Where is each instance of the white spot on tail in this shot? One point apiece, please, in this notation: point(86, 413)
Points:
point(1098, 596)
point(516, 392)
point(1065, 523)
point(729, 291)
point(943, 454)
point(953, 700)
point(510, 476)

====

→ **TASK INSTRUCTIONS**
Retype the material above, line by line, exactly.

→ **RESPONSE BELOW**
Where is each instance of the white spot on tail in this shot? One point apiece, please, in this notation: point(86, 413)
Points:
point(1098, 596)
point(516, 392)
point(1065, 523)
point(729, 291)
point(943, 454)
point(953, 700)
point(510, 476)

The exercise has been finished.